Hakai Magazine

Coastal science and societies

La Salle's Expedition to Louisiana in 1684, painted in 1844 by Jean Antoine Théodore de Gudin
René-Robert Cavelier de La Salle led a doomed French expedition to colonize the mouth of the Mississippi River in 1684. Artwork by Théodore Gudin

La Belle’s Mysterious Bones

New genetic research unveils an unexpected origin for bones found trapped in a 17th-century shipwreck.

Authored by

by James Urquhart

Article body copy

Pirates, shipwrecks, mutiny, and murder are hallmarks of fictional swashbuckling adventures. But they were also features of an ill-fated French expedition to colonize part of North America. Now, human bones discovered in the wreckage of the expedition’s flagship are adding a new level of mystery to the story thanks to cutting-edge DNA analysis.

In 1682, French explorer René-Robert Cavelier de La Salle explored and claimed the Mississippi region for France, naming it La Louisiane after King Louis XIV. Two years later, La Salle set sail from France with 400 sailors and colonists aboard four ships, intending to colonize the mouth of the Mississippi River.

(Saved entries)
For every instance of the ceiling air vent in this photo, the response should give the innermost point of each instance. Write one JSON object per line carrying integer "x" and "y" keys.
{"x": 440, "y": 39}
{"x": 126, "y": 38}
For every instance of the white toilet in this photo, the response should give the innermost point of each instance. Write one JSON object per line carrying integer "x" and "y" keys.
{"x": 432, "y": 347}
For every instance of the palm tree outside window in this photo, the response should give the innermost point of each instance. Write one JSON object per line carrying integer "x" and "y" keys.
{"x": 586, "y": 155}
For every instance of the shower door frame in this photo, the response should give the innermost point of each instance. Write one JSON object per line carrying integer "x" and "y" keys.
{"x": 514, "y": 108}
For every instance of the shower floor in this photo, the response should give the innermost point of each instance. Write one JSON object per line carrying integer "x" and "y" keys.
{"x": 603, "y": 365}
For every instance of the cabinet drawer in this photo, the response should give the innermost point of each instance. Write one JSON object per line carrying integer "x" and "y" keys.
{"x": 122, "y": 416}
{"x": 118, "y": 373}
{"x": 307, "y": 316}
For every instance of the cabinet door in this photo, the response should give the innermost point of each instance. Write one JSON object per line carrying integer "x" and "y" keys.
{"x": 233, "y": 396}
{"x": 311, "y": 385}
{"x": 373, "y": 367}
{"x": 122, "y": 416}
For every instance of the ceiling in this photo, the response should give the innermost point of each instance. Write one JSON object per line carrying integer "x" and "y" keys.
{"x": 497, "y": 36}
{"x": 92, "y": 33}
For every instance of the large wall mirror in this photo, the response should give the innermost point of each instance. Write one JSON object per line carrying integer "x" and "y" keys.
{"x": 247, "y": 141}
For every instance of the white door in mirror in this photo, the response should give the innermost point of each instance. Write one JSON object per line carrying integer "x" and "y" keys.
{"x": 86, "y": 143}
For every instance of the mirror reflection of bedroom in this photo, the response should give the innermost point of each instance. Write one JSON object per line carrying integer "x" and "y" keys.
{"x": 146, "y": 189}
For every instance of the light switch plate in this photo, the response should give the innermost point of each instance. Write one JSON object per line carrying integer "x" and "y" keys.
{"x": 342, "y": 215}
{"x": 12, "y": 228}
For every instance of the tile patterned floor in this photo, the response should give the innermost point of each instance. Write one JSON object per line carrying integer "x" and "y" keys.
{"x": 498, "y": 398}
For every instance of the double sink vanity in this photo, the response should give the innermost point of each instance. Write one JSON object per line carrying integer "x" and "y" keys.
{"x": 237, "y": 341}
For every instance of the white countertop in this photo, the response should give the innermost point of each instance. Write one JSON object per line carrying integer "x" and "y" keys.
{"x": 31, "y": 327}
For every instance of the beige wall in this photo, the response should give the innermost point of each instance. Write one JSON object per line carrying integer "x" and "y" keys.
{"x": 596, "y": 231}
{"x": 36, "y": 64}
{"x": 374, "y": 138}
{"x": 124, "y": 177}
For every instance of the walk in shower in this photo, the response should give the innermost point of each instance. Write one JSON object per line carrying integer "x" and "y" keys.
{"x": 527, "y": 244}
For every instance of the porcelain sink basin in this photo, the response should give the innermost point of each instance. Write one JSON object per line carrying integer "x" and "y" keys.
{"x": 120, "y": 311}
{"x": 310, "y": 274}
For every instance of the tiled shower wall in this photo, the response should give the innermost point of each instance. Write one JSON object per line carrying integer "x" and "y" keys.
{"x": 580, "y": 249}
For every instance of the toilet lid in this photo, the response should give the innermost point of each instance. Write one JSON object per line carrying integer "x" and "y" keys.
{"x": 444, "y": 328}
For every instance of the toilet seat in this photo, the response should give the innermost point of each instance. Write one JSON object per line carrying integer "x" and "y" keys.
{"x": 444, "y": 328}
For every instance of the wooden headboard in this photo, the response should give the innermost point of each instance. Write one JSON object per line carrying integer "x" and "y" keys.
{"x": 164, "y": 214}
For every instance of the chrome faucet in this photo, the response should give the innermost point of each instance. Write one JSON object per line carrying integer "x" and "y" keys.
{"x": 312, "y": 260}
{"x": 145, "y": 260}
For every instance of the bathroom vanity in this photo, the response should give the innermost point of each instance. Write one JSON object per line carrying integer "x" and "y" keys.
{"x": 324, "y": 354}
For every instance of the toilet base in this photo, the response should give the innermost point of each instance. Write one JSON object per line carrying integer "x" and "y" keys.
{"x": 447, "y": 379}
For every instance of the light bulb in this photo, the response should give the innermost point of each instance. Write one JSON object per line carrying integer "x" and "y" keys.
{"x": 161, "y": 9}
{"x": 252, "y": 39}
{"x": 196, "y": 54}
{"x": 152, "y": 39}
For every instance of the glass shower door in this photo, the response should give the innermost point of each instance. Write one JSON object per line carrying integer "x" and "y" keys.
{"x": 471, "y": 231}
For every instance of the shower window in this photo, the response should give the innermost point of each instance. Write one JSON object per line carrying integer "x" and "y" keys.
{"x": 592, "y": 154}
* * *
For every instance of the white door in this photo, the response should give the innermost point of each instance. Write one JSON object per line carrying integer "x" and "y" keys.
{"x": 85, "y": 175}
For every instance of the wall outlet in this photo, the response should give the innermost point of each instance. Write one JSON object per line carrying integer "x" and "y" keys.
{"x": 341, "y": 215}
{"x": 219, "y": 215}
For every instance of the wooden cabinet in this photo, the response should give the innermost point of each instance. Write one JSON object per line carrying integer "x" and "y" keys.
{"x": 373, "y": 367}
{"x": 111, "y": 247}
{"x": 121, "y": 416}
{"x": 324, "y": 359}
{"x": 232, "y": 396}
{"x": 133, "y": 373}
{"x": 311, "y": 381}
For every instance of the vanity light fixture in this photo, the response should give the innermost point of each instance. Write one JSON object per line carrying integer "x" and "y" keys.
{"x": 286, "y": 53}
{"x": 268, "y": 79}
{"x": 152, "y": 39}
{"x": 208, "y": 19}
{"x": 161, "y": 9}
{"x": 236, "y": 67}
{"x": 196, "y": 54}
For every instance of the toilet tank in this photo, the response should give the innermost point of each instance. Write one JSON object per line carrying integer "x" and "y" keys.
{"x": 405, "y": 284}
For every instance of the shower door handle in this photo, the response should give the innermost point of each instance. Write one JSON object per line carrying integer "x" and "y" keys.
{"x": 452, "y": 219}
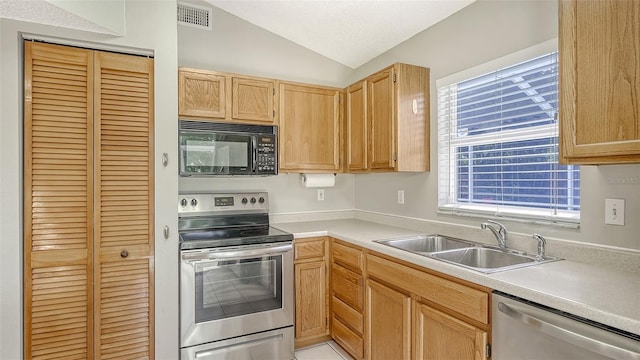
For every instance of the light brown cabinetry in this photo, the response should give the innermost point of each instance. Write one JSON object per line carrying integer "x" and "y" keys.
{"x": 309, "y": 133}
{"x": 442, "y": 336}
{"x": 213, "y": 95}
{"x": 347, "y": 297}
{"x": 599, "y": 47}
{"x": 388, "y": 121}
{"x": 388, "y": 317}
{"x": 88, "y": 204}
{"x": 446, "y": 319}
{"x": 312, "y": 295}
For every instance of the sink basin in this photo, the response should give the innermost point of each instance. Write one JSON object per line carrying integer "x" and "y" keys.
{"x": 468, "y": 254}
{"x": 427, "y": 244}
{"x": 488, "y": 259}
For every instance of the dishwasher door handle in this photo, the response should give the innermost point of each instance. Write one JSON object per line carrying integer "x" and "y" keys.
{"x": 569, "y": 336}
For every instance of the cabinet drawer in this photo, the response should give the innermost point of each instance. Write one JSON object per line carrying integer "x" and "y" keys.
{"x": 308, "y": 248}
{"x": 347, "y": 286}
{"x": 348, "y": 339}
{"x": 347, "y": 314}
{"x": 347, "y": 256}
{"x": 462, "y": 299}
* * *
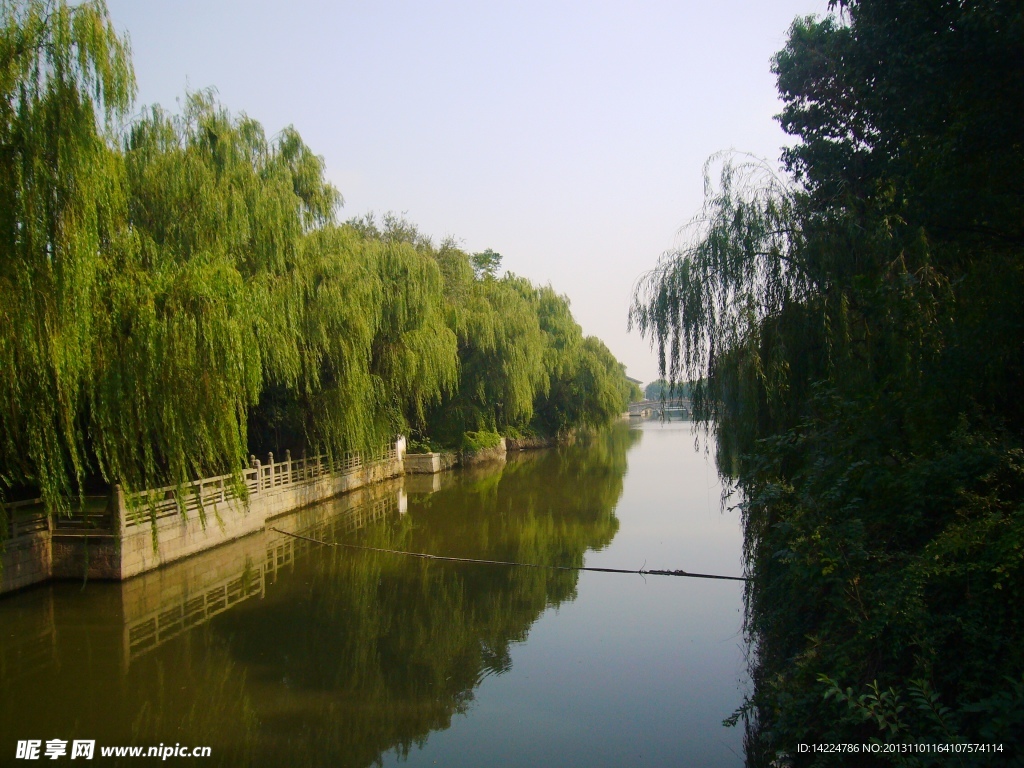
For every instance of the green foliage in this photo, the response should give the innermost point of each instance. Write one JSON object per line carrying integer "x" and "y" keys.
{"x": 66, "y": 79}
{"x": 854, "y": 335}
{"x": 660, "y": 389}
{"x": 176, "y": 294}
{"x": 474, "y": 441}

Requirement
Reproduce the passage of the shipwreck article above verbatim, starting at "Coastal science and" and ending at "a 17th-century shipwreck.".

Exercise solution
Coastal science and societies

La Salle's Expedition to Louisiana in 1684, painted in 1844 by Jean Antoine Théodore de Gudin
René-Robert Cavelier de La Salle led a doomed French expedition to colonize the mouth of the Mississippi River in 1684. Artwork by Théodore Gudin

La Belle’s Mysterious Bones

New genetic research unveils an unexpected origin for bones found trapped in a 17th-century shipwreck.